Given task: Format as a numbered list the lines running from the start of the entries through the line that contains "[280,103,312,123]", inclusive, omitting any blank lines.
-------- Entries shown
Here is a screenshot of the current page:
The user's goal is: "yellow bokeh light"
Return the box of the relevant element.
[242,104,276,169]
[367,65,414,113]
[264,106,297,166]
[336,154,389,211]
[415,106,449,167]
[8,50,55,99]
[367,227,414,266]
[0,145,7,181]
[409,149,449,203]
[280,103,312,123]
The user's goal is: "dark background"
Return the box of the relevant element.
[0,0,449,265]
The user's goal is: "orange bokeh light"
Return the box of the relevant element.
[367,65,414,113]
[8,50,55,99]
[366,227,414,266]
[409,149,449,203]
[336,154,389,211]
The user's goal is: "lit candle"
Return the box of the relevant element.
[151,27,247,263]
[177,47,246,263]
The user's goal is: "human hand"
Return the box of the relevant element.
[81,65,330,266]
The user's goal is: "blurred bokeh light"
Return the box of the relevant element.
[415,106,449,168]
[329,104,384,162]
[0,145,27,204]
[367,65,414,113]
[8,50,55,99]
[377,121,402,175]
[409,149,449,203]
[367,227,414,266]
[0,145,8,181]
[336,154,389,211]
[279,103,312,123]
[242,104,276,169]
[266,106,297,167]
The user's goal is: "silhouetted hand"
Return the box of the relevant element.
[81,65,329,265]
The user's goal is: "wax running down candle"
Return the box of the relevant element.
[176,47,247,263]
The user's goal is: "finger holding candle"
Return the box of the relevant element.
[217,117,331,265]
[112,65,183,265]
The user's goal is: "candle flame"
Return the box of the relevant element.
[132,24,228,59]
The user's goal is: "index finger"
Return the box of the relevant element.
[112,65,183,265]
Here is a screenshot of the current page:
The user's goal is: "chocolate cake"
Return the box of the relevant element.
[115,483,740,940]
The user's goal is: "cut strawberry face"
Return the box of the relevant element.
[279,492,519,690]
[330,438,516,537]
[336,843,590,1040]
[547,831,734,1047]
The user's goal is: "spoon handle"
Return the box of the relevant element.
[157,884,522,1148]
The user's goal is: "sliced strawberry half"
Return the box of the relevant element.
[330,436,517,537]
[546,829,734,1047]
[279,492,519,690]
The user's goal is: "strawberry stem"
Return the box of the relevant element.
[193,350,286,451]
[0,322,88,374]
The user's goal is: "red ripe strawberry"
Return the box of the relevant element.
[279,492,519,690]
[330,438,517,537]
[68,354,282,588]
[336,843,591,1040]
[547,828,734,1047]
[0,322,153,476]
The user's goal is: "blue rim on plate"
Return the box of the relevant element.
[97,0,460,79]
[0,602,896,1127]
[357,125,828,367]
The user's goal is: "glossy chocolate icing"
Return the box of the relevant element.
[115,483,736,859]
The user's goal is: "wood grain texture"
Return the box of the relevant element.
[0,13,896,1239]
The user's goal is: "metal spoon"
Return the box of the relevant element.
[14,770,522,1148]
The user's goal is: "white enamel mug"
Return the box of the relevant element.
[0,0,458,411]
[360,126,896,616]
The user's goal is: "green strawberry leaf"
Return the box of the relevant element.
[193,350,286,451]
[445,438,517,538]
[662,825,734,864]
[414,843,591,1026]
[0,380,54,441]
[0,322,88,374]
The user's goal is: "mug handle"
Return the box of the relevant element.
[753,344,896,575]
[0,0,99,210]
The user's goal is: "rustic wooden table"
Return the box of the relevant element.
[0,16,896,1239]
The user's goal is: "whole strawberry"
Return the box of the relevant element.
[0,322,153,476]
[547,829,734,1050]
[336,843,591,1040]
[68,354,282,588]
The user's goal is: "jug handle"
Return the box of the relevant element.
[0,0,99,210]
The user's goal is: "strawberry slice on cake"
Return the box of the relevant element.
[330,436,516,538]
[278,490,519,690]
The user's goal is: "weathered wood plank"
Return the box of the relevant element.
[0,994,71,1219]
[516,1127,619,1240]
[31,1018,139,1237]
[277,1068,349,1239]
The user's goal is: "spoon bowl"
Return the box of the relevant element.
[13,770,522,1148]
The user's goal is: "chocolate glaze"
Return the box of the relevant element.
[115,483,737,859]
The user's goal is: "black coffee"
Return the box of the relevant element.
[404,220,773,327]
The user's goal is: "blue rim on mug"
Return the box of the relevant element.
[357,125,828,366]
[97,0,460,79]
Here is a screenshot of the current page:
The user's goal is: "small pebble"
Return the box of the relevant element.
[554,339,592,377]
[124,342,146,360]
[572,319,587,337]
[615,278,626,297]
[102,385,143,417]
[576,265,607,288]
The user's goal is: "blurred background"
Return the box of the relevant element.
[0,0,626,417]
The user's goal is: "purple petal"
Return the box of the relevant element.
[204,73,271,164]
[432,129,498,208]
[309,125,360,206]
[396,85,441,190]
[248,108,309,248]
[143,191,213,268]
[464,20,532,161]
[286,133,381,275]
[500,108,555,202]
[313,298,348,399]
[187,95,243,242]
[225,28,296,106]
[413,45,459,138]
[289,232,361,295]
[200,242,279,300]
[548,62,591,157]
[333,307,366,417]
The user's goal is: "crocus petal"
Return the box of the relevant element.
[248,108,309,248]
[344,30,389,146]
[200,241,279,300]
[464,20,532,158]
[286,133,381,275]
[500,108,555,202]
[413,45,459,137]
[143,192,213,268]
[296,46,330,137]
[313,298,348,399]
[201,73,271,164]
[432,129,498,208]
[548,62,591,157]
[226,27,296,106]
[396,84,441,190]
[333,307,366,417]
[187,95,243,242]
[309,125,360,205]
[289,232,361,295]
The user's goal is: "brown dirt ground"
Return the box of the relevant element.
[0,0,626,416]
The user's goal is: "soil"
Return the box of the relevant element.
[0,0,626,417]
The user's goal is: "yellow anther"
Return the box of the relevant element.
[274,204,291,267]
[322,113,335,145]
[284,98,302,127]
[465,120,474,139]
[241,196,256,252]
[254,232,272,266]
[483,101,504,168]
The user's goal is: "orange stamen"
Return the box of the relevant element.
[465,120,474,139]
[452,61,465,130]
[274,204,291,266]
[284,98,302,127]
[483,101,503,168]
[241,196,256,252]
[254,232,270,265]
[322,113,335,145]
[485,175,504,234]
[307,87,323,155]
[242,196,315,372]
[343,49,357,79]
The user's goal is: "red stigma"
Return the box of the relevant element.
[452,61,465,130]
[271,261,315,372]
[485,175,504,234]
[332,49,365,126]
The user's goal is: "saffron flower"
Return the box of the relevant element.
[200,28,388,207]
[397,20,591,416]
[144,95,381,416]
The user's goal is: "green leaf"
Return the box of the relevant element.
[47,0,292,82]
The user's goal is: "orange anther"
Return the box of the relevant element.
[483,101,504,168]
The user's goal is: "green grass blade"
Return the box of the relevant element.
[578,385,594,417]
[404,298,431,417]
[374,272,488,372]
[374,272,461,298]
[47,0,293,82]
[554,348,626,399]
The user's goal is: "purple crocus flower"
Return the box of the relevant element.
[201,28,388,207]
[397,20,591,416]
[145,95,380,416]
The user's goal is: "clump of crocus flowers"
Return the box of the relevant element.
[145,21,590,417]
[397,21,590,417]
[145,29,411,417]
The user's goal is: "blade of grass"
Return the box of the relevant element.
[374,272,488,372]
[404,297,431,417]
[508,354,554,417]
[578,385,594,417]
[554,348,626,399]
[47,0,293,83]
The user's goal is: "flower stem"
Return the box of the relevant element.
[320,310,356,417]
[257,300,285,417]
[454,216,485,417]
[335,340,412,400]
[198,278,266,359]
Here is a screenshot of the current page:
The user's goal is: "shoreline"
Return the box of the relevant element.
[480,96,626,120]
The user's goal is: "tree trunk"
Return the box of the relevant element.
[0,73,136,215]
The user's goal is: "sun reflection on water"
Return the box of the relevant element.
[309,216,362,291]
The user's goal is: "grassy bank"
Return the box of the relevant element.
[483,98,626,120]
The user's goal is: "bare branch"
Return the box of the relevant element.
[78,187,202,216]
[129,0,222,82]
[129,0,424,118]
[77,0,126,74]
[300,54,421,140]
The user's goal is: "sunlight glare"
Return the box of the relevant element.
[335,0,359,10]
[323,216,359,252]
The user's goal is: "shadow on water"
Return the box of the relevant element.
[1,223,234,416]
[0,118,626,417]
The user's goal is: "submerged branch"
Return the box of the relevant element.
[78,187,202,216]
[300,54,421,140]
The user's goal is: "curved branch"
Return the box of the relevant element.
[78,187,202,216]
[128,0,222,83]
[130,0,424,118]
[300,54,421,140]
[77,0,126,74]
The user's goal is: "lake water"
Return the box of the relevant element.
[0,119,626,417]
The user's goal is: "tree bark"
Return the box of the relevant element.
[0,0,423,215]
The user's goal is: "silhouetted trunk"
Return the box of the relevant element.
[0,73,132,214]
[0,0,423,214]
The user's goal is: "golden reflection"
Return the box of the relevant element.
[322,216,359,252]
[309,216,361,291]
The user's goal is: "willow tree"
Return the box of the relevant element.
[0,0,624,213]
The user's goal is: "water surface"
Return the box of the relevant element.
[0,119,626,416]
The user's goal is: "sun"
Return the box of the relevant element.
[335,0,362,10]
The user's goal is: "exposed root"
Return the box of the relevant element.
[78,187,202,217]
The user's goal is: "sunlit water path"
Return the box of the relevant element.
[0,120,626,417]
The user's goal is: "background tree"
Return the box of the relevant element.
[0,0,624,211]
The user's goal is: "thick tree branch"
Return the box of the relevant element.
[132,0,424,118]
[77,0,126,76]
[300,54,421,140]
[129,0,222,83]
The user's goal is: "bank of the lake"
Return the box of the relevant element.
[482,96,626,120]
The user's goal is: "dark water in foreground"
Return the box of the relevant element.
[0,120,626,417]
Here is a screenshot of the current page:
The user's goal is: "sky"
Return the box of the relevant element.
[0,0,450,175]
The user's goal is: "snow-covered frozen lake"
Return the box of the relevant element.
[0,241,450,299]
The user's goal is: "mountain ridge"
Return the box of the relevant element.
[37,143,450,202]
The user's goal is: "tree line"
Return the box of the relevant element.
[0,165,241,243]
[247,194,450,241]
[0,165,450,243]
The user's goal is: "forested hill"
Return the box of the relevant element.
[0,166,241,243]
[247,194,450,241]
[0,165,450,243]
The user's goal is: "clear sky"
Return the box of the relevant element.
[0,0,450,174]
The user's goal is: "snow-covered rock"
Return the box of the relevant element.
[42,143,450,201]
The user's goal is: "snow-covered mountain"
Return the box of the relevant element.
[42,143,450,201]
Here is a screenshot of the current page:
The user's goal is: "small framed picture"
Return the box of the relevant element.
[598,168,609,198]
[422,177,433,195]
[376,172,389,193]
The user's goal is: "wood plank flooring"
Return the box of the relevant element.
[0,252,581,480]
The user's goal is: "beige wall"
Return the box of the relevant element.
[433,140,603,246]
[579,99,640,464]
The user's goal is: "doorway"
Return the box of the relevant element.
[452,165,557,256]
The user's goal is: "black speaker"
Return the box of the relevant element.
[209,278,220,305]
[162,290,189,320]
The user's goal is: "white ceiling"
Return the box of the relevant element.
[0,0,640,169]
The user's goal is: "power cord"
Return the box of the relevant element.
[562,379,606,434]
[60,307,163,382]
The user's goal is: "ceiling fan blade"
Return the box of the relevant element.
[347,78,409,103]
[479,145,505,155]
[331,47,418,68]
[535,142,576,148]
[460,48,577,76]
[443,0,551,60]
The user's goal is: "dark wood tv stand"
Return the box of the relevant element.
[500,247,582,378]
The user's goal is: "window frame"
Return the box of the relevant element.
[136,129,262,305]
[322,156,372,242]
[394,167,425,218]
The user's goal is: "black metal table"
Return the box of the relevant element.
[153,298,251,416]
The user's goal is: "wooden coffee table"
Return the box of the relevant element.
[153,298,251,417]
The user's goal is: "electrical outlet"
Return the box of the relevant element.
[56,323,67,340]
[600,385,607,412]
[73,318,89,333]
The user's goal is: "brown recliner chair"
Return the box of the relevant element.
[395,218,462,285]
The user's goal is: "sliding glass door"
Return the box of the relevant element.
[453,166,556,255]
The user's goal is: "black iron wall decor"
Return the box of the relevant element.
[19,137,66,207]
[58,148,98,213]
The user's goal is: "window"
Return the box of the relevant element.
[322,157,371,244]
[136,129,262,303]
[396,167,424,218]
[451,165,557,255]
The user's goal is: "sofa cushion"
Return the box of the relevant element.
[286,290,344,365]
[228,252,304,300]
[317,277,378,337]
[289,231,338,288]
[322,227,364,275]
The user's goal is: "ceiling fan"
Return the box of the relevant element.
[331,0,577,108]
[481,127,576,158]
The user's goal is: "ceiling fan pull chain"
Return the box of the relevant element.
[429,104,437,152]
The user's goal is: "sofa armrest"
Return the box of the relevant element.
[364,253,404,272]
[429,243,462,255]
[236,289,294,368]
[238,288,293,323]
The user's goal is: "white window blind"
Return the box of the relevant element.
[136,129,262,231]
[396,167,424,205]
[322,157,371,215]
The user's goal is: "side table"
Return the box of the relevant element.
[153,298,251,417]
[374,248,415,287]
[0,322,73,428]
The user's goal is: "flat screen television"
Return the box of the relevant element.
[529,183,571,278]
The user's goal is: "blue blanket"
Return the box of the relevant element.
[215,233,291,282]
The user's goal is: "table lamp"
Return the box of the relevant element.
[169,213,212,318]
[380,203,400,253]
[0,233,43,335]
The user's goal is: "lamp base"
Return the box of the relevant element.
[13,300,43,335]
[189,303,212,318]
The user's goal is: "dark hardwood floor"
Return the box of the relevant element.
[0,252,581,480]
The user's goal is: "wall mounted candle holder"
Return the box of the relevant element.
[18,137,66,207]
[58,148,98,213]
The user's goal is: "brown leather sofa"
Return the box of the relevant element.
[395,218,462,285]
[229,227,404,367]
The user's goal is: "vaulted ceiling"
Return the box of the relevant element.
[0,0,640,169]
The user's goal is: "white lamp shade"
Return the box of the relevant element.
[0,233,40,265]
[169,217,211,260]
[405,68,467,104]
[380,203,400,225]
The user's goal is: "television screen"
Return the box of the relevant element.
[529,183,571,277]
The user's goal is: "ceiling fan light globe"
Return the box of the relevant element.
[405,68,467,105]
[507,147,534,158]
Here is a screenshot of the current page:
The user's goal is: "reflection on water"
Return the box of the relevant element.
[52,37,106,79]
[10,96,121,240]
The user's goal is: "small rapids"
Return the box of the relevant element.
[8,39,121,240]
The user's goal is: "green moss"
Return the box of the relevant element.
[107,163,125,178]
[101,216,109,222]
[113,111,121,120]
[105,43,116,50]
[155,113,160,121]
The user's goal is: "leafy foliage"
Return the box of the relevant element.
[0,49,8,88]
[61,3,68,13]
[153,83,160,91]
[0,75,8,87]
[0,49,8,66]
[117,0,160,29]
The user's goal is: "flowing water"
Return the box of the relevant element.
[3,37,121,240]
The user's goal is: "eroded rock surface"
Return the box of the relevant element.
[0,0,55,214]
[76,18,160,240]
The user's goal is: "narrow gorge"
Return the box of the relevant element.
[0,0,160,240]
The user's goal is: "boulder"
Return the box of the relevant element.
----------------
Task output:
1. Here is a screenshot of the current page:
2. The user's goal is: "yellow bokeh light"
3. Return the box of the relevant element.
4. [242,104,276,169]
5. [367,65,414,113]
6. [264,106,297,166]
7. [336,154,389,211]
8. [415,106,449,167]
9. [8,50,55,99]
10. [367,227,414,266]
11. [0,145,7,181]
12. [409,149,449,203]
13. [280,103,312,123]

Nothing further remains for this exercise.